Tasks and exercises
**1)** In the passage about the sky dome, what does Job 37:18 compare the skies to?
**2)** Pick out every line in the listing that contains the word "road".

Source extract
** start **

There are also allusions to it a few other times, such as Proverbs 8:27-29 (NASB)
“When He established the heavens, I was there;
When He inscribed a circle on the face of the deep,
When He made firm the skies above,
When the springs of the deep became fixed,
When He set a boundary for the sea
So that the water would not violate His command…”
Or this verse in Job 37:18
“Can you, with Him, spread out the skies,
Strong as a cast metal mirror…?”
If we read these verses carefully, we can fill in a few more of the characteristics of the sky dome.
It is Blue
The color of the sky dome is partly common sense. If you walk outside on a clear day and look up, you see blue from horizon to horizon. Besides, the sea is blue too and doesn’t the raquia support an aerial sea above it?

** end **

Dataset records
** start **

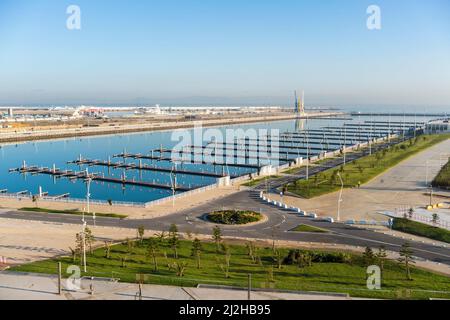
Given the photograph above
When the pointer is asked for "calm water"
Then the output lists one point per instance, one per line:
(58, 152)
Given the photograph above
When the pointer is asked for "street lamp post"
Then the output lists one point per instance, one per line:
(88, 196)
(340, 198)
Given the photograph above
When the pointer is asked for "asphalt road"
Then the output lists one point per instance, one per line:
(278, 226)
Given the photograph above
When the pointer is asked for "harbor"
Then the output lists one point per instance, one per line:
(148, 174)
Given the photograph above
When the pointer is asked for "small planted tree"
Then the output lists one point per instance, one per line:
(251, 250)
(410, 213)
(368, 257)
(141, 232)
(407, 259)
(381, 256)
(161, 236)
(73, 253)
(435, 218)
(108, 249)
(217, 237)
(79, 244)
(130, 245)
(89, 239)
(227, 257)
(179, 267)
(196, 251)
(174, 240)
(152, 252)
(278, 258)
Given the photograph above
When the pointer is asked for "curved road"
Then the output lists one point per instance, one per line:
(278, 226)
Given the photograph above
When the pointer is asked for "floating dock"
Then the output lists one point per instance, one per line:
(140, 166)
(83, 175)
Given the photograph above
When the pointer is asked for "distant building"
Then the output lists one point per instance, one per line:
(438, 126)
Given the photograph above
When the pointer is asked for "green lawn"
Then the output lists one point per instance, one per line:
(348, 277)
(307, 228)
(75, 212)
(364, 169)
(421, 229)
(442, 180)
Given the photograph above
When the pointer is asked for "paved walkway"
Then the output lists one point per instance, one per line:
(21, 286)
(403, 186)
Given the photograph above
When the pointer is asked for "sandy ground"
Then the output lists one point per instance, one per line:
(24, 241)
(400, 187)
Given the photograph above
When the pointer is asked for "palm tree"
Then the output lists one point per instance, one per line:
(153, 252)
(406, 258)
(217, 236)
(196, 251)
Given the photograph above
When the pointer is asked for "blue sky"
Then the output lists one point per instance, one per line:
(228, 51)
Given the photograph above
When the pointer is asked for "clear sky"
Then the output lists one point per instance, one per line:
(229, 51)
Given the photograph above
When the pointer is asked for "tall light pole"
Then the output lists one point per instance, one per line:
(345, 143)
(340, 198)
(88, 196)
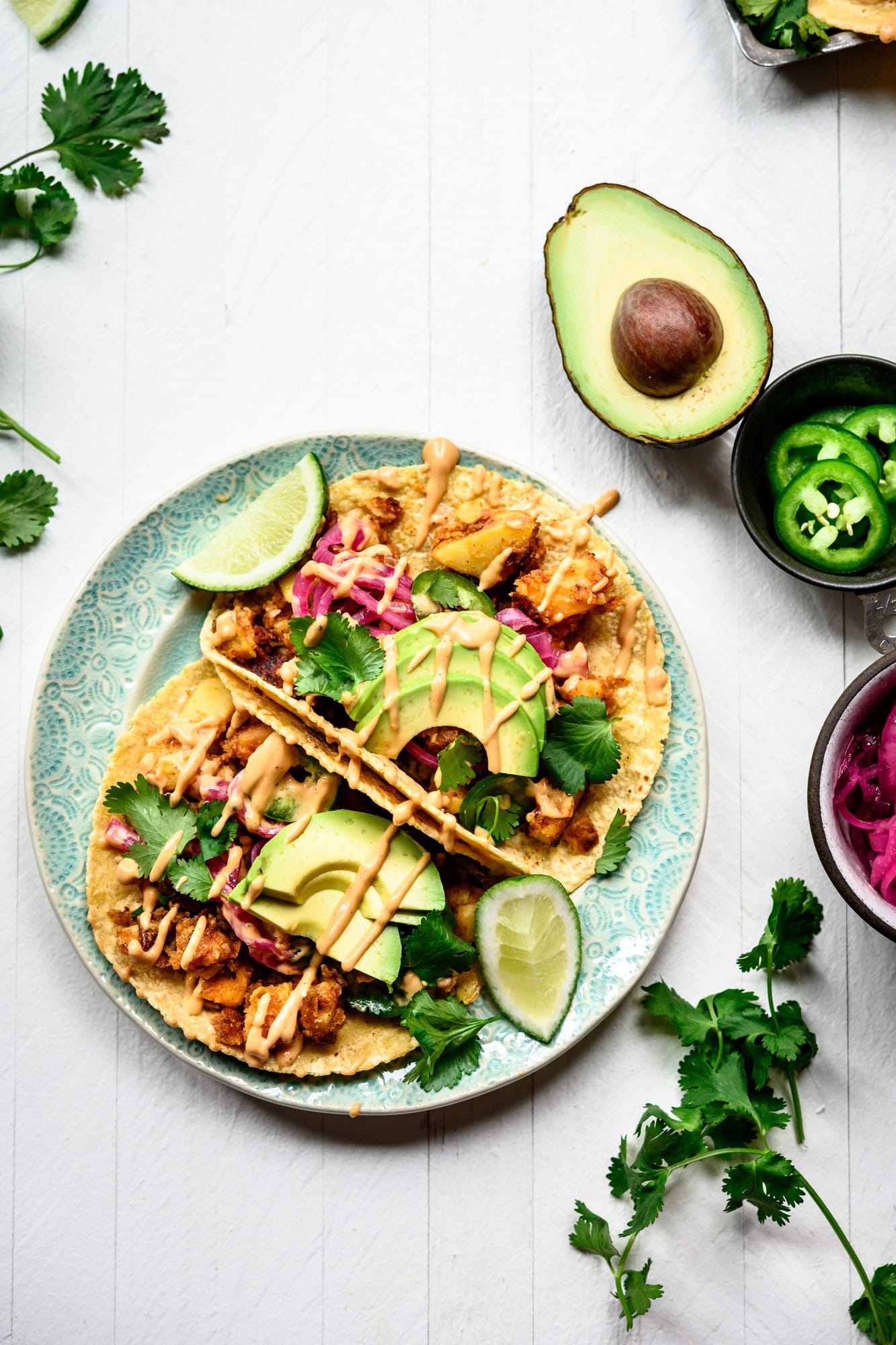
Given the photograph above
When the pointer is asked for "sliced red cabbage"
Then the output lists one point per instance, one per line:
(338, 552)
(120, 836)
(266, 945)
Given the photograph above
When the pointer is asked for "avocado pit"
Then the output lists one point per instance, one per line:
(665, 336)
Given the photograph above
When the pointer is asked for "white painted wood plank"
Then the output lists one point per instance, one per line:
(65, 1121)
(372, 319)
(481, 295)
(868, 328)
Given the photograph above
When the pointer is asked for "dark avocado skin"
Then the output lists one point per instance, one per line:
(651, 439)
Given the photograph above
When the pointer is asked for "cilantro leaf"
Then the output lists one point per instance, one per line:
(343, 657)
(786, 24)
(794, 921)
(770, 1183)
(494, 804)
(619, 1175)
(884, 1289)
(96, 124)
(638, 1292)
(690, 1023)
(580, 746)
(26, 506)
(458, 761)
(208, 816)
(647, 1198)
(615, 845)
(377, 1003)
(591, 1234)
(190, 878)
(701, 1085)
(434, 952)
(149, 812)
(448, 1038)
(48, 219)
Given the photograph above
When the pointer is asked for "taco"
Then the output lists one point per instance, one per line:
(876, 18)
(474, 645)
(201, 798)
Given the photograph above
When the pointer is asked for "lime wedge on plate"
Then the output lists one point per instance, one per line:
(267, 537)
(49, 20)
(529, 945)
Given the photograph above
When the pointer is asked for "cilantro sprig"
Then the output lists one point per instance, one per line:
(497, 805)
(432, 950)
(345, 657)
(151, 816)
(728, 1112)
(580, 748)
(96, 123)
(786, 24)
(615, 851)
(458, 762)
(26, 505)
(448, 1038)
(192, 878)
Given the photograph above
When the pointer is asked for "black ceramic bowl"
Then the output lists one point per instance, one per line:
(873, 691)
(836, 381)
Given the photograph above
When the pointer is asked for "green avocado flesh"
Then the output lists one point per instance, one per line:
(520, 739)
(307, 878)
(612, 237)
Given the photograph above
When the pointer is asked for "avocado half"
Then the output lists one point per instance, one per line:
(610, 239)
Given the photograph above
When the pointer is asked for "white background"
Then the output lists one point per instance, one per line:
(345, 231)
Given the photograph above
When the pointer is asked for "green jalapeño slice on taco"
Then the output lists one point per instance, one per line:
(470, 645)
(263, 907)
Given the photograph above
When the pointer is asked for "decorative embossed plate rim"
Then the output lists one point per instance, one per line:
(132, 626)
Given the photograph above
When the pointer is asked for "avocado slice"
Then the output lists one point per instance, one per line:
(521, 738)
(615, 237)
(306, 879)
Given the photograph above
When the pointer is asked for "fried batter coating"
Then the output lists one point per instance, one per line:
(549, 820)
(583, 587)
(214, 949)
(229, 1028)
(322, 1012)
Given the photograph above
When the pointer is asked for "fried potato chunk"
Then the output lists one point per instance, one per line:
(227, 989)
(244, 645)
(552, 813)
(576, 587)
(581, 835)
(602, 688)
(322, 1012)
(229, 1028)
(214, 948)
(474, 548)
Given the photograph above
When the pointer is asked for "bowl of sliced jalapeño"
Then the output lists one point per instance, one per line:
(814, 479)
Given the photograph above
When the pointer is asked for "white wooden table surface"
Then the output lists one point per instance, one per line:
(345, 231)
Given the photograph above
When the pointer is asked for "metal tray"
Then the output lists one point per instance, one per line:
(763, 56)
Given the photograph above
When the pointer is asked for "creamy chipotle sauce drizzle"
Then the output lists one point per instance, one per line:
(626, 634)
(440, 457)
(655, 677)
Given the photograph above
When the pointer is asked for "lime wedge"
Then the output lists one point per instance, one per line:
(49, 20)
(267, 537)
(529, 945)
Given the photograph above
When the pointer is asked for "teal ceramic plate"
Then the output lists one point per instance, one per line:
(132, 626)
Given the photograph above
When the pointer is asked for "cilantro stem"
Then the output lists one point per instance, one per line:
(848, 1247)
(21, 266)
(618, 1276)
(7, 423)
(788, 1073)
(30, 154)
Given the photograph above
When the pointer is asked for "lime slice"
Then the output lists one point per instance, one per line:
(267, 537)
(49, 20)
(529, 945)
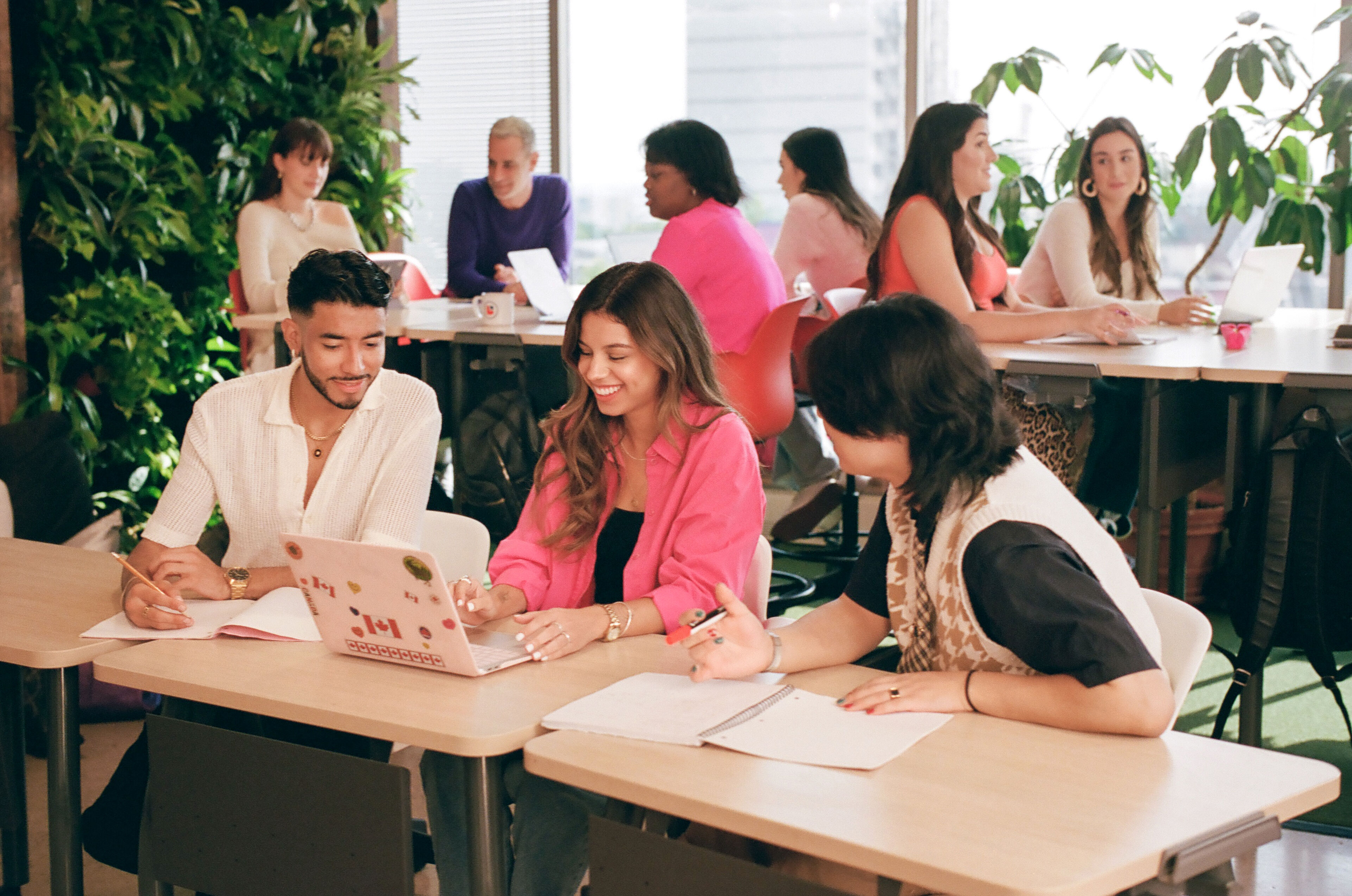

** end **

Outputs in order
**1)** A cast metal mirror.

**2)**
When the pointer is asked for "asphalt road"
When the pointer is asked for "curved road"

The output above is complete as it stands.